Pimpcron has some good, solid, science-based rituals to hone your 40k game.
Hi readers! Your local Gentleman of the Night, Pimpcron is back this week to help you step up your game. Anybody who knows me in real life, knows that I am the hardest of all hardcore gamers. I base my self-esteem solely off of my 40k win record, and I get really pissy if I haven’t ruined the game for someone recently. So naturally I have looked into superstitious pre-battle rituals and pre-game rituals in order to up my likelihood of 6’s. After much digging, I have found the most sure-fire habits that will appease the dice gods and align your Chakras.
So apparently Mongols would bless their war banners with mare’s milk before battle, and they had a pretty good track record, right? Well I wanted to try this one, but don’t own a horse. Believe it or not my neighbors do own a horse, so I snuck out in the middle of the night to steal some mare’s milk. Twenty minutes and a broken clavicle later, their horse is a boy-horse. Come to find out, their boy horse is also a llama.

[Recorded data]

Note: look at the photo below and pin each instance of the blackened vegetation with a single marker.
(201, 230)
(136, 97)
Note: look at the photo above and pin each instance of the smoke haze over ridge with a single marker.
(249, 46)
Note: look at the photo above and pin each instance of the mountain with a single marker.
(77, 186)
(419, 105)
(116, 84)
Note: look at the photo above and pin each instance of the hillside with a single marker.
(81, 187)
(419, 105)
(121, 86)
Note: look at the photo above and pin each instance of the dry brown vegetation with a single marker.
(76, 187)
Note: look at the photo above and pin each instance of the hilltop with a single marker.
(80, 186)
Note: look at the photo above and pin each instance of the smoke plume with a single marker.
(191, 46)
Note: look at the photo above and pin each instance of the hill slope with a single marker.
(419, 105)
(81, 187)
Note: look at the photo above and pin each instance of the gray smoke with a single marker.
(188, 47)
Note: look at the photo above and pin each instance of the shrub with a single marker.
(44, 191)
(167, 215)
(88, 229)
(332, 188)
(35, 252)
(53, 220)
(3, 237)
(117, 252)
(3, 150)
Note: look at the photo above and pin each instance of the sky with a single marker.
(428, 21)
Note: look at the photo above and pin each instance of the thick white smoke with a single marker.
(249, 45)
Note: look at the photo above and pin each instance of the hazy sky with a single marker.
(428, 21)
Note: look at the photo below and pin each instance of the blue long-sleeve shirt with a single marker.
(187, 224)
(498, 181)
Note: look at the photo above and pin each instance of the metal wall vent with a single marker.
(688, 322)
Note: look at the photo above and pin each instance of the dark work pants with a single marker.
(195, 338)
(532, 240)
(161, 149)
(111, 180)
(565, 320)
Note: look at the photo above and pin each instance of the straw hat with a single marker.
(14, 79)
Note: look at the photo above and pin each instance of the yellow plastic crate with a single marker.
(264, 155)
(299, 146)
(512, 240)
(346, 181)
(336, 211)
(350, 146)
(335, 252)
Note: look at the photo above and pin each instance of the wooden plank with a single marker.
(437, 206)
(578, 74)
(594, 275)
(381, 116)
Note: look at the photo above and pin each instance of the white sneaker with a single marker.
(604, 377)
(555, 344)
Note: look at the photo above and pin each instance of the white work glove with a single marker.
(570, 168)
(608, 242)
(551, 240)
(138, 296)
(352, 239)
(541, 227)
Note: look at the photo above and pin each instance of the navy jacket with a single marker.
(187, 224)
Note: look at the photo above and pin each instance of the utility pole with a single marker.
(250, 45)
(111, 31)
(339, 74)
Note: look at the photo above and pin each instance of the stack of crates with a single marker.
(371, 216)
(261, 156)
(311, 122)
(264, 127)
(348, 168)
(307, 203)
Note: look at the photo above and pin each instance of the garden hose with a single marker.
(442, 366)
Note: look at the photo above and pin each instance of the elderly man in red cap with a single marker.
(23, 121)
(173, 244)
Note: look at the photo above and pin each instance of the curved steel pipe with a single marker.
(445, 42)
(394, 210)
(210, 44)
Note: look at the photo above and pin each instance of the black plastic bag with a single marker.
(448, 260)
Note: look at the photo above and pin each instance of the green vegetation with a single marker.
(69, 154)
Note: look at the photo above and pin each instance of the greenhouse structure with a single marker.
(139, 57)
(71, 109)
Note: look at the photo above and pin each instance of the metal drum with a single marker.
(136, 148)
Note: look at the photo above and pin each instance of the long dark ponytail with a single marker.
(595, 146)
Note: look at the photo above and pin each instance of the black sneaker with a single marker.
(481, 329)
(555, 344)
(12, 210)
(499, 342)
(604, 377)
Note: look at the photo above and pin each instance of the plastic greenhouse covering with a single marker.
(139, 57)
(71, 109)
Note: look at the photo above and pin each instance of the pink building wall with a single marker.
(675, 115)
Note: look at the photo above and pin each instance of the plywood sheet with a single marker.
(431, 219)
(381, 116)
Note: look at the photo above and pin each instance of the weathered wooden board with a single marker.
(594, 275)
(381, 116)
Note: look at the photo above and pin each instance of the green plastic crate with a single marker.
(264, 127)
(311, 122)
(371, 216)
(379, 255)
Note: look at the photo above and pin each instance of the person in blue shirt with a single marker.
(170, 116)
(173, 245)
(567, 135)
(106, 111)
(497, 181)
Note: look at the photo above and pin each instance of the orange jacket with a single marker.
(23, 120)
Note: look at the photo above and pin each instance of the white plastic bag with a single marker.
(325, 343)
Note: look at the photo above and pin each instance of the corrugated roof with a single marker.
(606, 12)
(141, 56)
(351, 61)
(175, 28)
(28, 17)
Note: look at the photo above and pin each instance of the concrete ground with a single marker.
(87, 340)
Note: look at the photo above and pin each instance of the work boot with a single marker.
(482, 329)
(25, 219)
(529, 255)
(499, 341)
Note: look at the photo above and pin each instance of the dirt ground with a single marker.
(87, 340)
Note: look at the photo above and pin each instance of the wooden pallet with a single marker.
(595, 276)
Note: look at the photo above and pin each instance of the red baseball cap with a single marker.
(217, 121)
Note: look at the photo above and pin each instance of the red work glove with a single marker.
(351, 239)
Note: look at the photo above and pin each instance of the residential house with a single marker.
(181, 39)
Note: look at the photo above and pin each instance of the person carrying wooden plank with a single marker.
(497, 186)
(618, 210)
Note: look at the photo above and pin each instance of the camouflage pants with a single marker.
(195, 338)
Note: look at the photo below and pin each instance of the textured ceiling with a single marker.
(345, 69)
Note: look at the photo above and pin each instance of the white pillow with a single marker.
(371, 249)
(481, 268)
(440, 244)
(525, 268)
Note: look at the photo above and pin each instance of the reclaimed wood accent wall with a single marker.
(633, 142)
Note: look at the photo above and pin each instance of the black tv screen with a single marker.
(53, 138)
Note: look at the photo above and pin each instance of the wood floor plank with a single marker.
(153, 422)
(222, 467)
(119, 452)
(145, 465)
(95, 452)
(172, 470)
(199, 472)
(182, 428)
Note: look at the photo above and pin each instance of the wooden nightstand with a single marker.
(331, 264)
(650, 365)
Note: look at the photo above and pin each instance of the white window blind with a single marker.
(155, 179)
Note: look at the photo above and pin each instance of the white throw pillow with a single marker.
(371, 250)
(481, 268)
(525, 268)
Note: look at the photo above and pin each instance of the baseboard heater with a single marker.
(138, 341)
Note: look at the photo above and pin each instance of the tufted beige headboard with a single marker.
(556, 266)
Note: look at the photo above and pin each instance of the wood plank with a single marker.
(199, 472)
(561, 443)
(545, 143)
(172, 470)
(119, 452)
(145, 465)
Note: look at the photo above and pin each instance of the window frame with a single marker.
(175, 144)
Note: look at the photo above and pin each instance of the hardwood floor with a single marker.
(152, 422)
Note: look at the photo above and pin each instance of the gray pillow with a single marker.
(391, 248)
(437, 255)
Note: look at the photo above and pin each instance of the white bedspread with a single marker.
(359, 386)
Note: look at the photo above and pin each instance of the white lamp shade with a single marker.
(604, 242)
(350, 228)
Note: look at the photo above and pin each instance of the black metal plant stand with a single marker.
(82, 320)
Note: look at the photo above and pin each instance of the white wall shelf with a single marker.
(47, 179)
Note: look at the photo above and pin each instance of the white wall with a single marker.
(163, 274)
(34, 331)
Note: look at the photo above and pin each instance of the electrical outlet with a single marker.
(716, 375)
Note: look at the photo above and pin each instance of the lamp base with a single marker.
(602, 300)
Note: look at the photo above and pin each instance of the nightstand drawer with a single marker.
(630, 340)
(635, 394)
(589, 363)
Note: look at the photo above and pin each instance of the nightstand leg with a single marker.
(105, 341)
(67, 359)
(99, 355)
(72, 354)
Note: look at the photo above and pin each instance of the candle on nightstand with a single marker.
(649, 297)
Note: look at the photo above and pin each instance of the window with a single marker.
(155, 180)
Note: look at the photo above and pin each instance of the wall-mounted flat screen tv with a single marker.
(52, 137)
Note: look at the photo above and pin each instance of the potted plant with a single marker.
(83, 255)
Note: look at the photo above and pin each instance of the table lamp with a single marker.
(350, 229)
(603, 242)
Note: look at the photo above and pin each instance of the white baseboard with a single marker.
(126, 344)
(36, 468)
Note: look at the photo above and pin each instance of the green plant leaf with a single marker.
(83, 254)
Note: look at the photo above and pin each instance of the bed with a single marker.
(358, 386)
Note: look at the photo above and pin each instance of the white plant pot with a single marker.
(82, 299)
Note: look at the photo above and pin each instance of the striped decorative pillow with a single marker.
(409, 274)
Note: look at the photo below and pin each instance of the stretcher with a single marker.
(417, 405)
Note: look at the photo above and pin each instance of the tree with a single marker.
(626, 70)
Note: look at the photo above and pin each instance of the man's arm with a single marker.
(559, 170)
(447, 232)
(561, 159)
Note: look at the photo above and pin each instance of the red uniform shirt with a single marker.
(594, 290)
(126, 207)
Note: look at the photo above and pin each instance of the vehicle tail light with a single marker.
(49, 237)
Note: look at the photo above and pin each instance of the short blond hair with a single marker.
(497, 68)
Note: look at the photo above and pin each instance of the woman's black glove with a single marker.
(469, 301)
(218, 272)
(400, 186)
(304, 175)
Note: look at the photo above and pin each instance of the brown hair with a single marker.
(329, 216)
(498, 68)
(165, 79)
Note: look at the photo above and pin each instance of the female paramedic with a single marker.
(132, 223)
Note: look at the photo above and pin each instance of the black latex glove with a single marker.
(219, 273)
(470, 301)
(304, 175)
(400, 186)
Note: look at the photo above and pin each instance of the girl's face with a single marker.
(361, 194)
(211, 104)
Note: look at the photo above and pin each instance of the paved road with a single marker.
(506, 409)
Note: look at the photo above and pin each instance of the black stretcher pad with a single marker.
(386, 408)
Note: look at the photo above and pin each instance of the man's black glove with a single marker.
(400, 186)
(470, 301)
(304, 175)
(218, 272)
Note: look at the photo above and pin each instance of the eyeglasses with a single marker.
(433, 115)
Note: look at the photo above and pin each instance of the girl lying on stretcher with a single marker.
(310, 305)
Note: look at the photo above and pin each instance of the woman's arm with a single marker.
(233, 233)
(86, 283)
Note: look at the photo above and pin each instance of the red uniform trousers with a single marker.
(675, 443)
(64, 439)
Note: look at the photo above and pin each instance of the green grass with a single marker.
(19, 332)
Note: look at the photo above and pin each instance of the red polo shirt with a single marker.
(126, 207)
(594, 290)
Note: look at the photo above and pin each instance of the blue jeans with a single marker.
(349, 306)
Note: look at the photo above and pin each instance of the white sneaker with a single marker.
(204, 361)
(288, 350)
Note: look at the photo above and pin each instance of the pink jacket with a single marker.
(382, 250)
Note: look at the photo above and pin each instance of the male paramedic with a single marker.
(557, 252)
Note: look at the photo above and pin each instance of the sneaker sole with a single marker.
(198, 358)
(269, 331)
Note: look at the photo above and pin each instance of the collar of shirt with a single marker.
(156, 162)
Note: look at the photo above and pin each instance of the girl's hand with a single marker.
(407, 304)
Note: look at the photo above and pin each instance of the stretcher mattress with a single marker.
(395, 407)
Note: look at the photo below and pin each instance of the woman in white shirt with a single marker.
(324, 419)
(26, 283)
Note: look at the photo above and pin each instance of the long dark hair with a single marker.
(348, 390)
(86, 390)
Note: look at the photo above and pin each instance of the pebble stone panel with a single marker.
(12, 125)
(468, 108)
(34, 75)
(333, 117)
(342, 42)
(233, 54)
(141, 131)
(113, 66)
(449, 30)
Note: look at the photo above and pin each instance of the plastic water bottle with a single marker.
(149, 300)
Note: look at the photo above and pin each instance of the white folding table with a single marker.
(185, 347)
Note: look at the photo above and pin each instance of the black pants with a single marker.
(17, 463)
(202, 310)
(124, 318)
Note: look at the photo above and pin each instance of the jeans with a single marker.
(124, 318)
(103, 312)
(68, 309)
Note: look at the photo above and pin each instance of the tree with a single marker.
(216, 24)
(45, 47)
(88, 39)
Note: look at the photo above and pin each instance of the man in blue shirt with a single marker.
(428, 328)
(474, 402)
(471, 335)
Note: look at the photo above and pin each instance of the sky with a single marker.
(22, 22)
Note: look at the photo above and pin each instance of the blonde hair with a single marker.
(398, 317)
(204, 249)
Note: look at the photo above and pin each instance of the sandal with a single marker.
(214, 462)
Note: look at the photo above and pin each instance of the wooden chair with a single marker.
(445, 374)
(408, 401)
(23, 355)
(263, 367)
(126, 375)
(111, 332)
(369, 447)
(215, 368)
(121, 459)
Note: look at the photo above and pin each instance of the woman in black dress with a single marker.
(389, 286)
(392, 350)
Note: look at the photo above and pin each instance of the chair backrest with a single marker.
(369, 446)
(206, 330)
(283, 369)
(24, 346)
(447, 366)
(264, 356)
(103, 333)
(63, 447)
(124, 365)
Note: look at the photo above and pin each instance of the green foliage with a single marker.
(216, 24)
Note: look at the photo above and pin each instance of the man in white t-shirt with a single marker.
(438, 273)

**WRITTEN PROBLEM A:**
Answer these from the post on pre-battle rituals:
(i) What does the writer say their self-esteem is based on?
(ii) What did Mongols bless their war banners with before battle?
(iii) What injury did the writer end up with after going after the neighbors' horse?
**WRITTEN PROBLEM B:** In the post on pre-battle rituals, why did the writer sneak out to the neighbors' place in the middle of the night? Answer in one to three sentences.
**WRITTEN PROBLEM C:** Carry on the post about pre-game dice rituals from the point where it stops.

**WRITTEN RESPONSE A:**
(i) Their 40k win record.
(ii) Mare's milk.
(iii) A broken clavicle.

**WRITTEN RESPONSE B:** The writer wanted to try the Mongol habit of blessing war banners with mare's milk but didn't own a horse. The neighbors did own one, so the writer snuck over at night to steal some mare's milk.

**WRITTEN RESPONSE C:**
Yes, but what effect does zero G have on mare’s Milk? Only one way to find out.
So I used cow’s milk which I was pretty iffy on because they specifically say mare’s milk. I soaked my Chapter Ancient in a glass of cow’s milk over night before my next battle; the results were inconclusive. I did “pwn” that stupid player in my gaming group because I brought a net list somebody else though up, but I think I did notice units around the Ancient rolling better. I’d be willing to go out on a limb and say that my rolls were up by at least 3%.
I tried it again with Almond Milk and lost horribly. The score is dairy 1 +/-?, vegans 0.
Spartans would comb their hair nice and neat before battle and make a sacrifice. While combing your hair should probably be added to some gamer’s regimen before battle anyway, I gave it a try. And for my sacrifice, I melted down a Rogue Trader Space Marine with a blow torch. I barely scraped out a win, which made me sad. But on a side note, I got nice compliments on my hair, which was kind of a win.
This is proven to lose friends.
Yes, even you ladies. The NHL supposedly has a tradition where a team won’t shave their beard until they win the championship. I’m not sure if they are going biblical with this or not, but surely most of you are at least vaguely aware of the story of Samson. He was the world’s strongest man whose power came from his long hair and when it was cut he was easily defeated. There is more than one culture which believed that power came from long hair, so there might be something to it. I didn’t shave for a month, and all I got was a hunchback as my uncontrolled back hair raised my shirt up. So now people call me Quasi Moto, thanks NHL.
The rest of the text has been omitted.